Das Auffallenste was ich im Orden antraf, ist unstreitig die Art, womit sie die Leute zu fesseln und dann zu behandeln pflegen. Man bemüht sich den Orden gross zu schildern, von selben mit Ehrfurcht und Würde zu reden, mit Versprechungen zu betäuben und mit dem Anhange vieler ansehnlicher Leute, welche alle auf den Befehl der Obern an der Beförderung anderer arbeiten müssen gross zu thun, bis gleichwohl das Mitglied die Erfüllung jedes Auftrages für Pflicht, und das Wohl des Ordens für sein eigenes ansieht, oder anzusehen scheint. Und hat ein solcher das Unglück eine unbesonnene Handlung oder dem Orden in einem Quibus licet, Soli oder Primo ein Geständniss von dem vertrauten oder abgefischten Geheimnisse seines Freundes oder eines Andern gemacht zu haben, so ist er für sich verloren, und gehört ganz dem Orden. Hat er nun einmal die Fesseln an, so ist ihr Verfahren stolz: sie achten seiner nicht mehr, er kann austretten, heisst es, wir bedürfen seiner nicht. Ich glaube nicht, dass es ja einer wagt, oder wagen werde, nur eine unzufriedene Miene zu machen, am allermindesten aber, davon zurückzutretten, besonders wenn er sich der fürchterlichsten Drohungen erinnert.

Kein Fürst kann den schützen — der uns verräth. —

Ihr Geschmack in Auswahl der Mitglieder war gewiss der besste. Sie suchten nur solche Leute in ihr System zu ziehen, welche sie zur ihren Absichten benügen zu können glaubten. Leute von Stand, Ansehen, Vermögen, Räthe, Archivarien, Sekretairs, Landbeamte, Professoren, Geistliche, Hofmeister, Haussecretairs, Mediciner, Apotheker, waren ihnen also die angenehmsten und willkommensten Gäste.

--- INHALT DES DATENSATZES ---
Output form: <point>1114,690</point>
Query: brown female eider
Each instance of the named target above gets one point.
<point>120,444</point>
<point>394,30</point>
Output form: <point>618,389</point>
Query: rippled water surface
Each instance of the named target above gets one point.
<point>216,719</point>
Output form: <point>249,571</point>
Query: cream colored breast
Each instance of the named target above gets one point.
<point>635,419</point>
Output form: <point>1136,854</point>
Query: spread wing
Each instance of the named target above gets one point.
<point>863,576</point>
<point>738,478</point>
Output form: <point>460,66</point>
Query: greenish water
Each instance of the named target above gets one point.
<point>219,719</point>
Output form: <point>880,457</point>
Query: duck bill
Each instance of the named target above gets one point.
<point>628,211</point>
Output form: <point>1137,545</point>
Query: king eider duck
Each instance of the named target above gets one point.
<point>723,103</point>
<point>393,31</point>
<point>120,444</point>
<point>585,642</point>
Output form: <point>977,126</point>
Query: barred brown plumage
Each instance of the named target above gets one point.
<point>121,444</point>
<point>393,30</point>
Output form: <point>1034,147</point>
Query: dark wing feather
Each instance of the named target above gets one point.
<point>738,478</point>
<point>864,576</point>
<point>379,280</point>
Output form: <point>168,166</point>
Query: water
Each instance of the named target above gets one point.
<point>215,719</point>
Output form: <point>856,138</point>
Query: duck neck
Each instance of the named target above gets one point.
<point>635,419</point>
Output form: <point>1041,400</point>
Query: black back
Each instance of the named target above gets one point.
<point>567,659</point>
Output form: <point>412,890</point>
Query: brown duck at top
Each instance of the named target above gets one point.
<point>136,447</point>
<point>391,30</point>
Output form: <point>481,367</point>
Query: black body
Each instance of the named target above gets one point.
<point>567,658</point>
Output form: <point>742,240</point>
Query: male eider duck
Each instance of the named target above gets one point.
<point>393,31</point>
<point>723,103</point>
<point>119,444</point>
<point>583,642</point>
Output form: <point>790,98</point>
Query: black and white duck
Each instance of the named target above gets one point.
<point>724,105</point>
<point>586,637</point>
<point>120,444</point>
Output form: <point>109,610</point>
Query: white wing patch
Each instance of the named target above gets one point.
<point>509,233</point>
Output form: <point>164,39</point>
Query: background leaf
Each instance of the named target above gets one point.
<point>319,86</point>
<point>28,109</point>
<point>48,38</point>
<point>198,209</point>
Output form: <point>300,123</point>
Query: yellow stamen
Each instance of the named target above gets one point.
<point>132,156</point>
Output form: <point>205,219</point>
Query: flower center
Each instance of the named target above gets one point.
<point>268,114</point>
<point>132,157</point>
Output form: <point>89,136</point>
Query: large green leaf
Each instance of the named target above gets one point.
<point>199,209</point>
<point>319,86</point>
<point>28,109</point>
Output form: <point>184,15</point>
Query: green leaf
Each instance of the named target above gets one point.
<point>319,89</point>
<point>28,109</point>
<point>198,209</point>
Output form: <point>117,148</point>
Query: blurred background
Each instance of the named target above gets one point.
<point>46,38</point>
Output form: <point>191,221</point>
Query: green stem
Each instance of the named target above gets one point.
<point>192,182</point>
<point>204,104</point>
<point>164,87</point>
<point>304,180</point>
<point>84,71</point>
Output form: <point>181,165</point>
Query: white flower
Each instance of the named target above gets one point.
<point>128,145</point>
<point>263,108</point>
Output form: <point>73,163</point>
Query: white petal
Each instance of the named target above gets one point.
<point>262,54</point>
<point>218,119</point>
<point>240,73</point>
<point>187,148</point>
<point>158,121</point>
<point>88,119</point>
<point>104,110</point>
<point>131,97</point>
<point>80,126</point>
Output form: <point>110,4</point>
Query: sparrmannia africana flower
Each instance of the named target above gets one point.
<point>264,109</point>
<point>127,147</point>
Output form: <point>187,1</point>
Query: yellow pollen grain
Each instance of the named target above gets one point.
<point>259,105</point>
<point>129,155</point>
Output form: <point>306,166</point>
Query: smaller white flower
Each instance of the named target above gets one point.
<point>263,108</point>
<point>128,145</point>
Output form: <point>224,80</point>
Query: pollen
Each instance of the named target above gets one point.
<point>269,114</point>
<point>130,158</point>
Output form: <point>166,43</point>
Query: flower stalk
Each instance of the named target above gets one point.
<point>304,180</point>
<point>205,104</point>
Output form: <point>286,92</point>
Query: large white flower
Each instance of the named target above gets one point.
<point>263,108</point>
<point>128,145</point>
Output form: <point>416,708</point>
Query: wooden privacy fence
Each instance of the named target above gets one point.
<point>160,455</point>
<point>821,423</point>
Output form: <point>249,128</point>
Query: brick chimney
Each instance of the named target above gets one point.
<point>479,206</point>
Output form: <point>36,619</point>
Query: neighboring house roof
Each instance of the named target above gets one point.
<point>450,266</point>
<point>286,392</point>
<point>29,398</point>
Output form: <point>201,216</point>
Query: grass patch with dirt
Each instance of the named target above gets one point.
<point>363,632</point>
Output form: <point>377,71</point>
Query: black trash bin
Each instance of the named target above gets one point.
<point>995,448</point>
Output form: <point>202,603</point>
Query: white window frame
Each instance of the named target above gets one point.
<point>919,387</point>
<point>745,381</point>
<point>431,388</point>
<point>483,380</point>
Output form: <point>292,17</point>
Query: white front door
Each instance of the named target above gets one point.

--- ZU BEARBEITEN ---
1 - Wie beurteilt der Text über den Orden dessen Geschmack bei der Auswahl der Mitglieder?
2 - Prüfe, ob die folgenden Aussagen mit dem Text über den Orden übereinstimmen, und antworte jeweils mit Ja oder Nein samt den entscheidenden Worten des Textes als Zitat.
(a) Der Orden suchte vor allem Leute ohne Stand und Vermögen.
(b) Wer dem Orden ein Geständnis über das Geheimnis eines Freundes gemacht hat, gehört ganz dem Orden.
(c) Sobald ein Mitglied gefesselt ist, verfährt der Orden stolz mit ihm.
3 - Setze den Text über den Orden nach seinem letzten Satz fort.
Die Zeilen sind eigenständiges Material und gehören nicht zum Text über den Orden.

--- ANTWORTEN ---
1 - Er war „gewiss der besste“.

2 -
(a) Nein: „Leute von Stand, Ansehen, Vermögen, Räthe, Archivarien, Sekretairs, Landbeamte, Professoren, Geistliche, Hofmeister, Haussecretairs, Mediciner, Apotheker, waren ihnen also die angenehmsten und willkommensten Gäste.“
(b) Ja: „so ist er für sich verloren, und gehört ganz dem Orden.“
(c) Ja: „Hat er nun einmal die Fesseln an, so ist ihr Verfahren stolz“

3 -
Der zweite Grad, welcher aus einem grösseren Ordensbande, einem andern Handdruck, und wenigen Kleinigkeiten, weiter nichts von Ceremonien enthält, ist eigentlich die Schule, worin die Mitglieder, wenn ich mich[WS 2] recht ausdrücken darf, wie die wahren Spürhunde abgerichtet werden. Es empfängt da jeder eine auf genaue Beobachtung und Erfahrung sich gründende Instruction, wodurch er im Stande gesetzt wird, die Gesinnung und Meinung eines jeden zu erforschen, selbe zu benüzen, Geheimnisse abzulocken p. p. Kurz den Menschen durch und durch zu kennen, und den daraus zu machen, was [300] er will. Mit dieser Instruction ausgerüstet, muss er gleichwohl den ehrlichen Mann, welchen nach Befehl des Obern das Loos trifft, vom Scheitel bis zur Zehe nach folgenden Formular getreulich protocolliren.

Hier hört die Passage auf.